--- START Available data ---
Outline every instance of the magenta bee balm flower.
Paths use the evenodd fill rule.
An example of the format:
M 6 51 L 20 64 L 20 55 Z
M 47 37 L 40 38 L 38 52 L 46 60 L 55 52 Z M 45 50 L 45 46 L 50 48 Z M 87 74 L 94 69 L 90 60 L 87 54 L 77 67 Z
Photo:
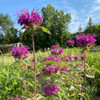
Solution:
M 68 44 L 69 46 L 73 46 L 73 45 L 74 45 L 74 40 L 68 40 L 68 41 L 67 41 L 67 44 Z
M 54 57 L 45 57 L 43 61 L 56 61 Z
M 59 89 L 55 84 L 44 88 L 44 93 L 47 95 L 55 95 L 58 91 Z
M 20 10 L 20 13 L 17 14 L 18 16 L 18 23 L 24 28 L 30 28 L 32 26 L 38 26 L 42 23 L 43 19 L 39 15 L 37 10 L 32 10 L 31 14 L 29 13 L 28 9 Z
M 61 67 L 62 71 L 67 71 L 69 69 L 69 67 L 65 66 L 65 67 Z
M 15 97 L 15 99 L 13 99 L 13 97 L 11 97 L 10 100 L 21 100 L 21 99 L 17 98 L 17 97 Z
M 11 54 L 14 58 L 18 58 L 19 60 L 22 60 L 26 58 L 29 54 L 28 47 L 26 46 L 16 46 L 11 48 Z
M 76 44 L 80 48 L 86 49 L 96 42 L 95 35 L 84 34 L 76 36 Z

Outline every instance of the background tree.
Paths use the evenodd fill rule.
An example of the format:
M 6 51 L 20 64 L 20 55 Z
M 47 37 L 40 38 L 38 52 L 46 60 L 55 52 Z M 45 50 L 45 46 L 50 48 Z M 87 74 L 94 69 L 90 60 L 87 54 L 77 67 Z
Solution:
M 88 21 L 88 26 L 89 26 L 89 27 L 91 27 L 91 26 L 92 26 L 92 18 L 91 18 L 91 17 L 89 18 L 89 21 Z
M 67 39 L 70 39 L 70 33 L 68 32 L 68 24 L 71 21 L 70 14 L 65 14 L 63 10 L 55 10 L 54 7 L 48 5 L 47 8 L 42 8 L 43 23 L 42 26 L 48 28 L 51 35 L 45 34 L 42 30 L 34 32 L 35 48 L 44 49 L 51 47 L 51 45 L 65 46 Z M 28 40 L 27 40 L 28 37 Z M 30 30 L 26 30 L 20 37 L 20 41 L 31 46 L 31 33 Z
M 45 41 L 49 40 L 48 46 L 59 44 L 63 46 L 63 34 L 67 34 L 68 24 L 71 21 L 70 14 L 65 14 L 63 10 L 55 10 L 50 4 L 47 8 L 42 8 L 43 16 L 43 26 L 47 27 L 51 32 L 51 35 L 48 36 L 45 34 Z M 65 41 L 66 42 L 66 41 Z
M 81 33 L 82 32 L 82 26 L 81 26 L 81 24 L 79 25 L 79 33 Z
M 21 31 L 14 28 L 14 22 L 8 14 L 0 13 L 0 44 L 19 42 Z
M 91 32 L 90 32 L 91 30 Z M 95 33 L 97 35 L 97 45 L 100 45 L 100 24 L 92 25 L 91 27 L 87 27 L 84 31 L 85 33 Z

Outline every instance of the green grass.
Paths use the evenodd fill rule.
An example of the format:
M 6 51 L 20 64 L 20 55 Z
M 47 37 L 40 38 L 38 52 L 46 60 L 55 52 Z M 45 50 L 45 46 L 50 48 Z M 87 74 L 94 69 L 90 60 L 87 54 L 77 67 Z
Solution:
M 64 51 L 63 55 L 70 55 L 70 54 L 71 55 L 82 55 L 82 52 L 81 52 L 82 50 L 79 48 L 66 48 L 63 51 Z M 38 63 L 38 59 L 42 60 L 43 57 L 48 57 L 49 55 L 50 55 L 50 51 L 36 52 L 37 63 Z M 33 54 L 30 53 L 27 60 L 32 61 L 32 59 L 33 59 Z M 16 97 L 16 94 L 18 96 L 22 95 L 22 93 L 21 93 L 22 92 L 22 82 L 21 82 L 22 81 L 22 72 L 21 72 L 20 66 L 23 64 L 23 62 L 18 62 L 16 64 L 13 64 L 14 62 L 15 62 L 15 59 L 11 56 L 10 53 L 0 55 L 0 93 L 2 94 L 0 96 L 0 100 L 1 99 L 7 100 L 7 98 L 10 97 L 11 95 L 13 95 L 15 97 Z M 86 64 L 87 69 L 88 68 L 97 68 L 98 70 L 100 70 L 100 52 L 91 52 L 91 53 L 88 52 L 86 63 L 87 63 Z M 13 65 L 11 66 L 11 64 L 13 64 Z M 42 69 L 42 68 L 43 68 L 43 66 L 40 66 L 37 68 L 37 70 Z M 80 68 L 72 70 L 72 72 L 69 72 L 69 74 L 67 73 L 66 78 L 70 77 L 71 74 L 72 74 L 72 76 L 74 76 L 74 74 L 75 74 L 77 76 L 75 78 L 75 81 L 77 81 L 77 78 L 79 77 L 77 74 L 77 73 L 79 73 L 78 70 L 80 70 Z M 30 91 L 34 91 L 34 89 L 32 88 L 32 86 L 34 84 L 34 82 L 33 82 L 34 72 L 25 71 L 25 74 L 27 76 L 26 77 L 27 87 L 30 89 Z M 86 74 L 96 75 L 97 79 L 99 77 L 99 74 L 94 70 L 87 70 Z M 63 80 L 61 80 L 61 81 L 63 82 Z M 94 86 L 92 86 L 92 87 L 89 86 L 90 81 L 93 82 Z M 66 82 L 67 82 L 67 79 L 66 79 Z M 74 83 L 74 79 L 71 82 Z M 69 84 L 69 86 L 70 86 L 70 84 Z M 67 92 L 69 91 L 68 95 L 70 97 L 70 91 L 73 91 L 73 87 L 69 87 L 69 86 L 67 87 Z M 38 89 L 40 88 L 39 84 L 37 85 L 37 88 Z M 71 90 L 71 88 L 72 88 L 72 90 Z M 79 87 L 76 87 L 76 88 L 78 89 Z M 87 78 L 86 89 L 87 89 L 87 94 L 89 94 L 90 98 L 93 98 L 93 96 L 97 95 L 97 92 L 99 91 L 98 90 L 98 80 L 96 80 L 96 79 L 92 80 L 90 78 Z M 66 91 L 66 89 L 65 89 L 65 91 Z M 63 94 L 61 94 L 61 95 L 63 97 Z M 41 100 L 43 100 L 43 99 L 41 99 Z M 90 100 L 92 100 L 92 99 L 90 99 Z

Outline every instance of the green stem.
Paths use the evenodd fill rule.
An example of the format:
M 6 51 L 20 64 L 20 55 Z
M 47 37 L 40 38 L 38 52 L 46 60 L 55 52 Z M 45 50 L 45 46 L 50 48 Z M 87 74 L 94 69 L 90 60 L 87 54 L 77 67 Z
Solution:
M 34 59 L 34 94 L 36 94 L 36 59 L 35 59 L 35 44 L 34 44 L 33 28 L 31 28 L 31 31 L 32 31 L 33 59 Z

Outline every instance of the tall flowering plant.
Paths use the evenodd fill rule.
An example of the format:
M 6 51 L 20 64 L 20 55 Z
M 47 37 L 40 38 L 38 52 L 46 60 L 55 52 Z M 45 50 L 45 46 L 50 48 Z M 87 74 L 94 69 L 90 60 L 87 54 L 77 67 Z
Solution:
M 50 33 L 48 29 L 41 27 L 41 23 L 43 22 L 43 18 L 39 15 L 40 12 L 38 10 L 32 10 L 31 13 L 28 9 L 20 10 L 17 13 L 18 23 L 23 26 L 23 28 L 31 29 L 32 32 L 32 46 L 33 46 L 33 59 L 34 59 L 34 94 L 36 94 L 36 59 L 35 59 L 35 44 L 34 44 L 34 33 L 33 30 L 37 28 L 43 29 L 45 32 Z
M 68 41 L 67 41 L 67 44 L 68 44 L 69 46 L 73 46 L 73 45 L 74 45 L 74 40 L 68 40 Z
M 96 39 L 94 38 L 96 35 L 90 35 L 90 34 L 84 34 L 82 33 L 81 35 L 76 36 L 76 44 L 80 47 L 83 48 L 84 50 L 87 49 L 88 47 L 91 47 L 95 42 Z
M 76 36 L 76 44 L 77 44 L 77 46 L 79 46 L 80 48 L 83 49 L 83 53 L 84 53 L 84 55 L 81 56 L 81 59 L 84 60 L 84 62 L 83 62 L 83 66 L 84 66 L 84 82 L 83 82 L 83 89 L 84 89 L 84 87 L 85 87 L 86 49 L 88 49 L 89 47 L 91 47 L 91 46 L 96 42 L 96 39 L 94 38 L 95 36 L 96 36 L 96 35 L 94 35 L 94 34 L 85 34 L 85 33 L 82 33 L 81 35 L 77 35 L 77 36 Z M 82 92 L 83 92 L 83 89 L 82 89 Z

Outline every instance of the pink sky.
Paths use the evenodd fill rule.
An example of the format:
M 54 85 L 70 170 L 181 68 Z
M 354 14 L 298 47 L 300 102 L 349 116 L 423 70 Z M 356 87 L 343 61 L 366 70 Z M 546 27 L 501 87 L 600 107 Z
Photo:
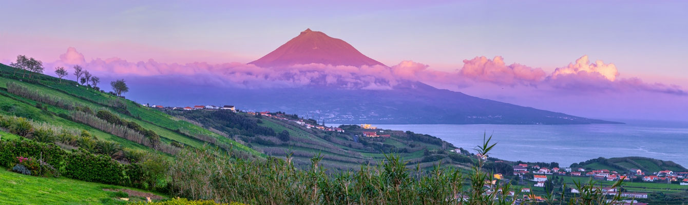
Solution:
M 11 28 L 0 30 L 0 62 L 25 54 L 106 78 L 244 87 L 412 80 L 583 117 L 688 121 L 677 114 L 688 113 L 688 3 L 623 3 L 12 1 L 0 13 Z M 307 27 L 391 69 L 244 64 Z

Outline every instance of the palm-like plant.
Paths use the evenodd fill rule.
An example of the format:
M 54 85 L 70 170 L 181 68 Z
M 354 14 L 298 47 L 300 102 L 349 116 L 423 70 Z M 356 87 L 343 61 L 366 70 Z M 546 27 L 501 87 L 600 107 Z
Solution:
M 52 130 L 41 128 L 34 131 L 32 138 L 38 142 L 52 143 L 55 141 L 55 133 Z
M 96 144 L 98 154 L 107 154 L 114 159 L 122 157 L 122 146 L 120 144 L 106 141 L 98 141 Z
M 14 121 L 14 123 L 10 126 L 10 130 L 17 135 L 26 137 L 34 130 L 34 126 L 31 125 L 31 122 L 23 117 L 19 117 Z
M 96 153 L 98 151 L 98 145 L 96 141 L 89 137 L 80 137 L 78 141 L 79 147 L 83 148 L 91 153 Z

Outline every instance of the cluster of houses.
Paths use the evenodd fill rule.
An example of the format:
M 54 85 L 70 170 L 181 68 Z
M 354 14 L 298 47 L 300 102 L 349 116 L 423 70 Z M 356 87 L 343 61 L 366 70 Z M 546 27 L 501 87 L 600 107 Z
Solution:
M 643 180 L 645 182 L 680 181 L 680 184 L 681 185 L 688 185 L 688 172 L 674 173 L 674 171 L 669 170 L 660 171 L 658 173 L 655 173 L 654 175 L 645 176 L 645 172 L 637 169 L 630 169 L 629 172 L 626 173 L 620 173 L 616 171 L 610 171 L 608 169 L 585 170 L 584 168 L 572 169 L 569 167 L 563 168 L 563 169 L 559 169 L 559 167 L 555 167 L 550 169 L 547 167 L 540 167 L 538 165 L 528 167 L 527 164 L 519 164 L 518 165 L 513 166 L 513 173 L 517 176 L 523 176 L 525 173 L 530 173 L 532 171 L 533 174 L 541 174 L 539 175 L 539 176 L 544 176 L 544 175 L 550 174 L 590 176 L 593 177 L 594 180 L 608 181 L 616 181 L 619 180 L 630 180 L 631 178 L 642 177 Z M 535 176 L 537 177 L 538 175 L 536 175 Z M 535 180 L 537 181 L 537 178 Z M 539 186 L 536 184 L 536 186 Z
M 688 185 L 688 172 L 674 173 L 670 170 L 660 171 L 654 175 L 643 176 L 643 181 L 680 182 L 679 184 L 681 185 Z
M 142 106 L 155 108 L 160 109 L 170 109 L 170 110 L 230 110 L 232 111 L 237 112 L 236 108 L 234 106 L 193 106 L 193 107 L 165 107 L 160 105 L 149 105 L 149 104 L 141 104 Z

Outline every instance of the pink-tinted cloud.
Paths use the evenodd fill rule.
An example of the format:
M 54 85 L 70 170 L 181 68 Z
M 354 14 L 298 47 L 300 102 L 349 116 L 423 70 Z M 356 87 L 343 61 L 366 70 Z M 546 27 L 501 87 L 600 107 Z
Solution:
--- END Available data ---
Work to be completed: Can you output the stretch of the data from the line containing "Outline every instance of the pink-tinted" through the end of the data as a JSON list of strings, one per line, with blank lines left out?

Exercise result:
[
  "Outline every instance of the pink-tinted cloud.",
  "Paths use the evenodd fill rule.",
  "An example of the format:",
  "M 54 85 L 70 170 L 181 68 Z",
  "M 354 14 L 298 47 L 300 102 L 349 116 L 423 70 Z M 356 87 L 343 61 L 366 70 Z M 546 27 L 501 87 L 600 107 Z",
  "Solution:"
]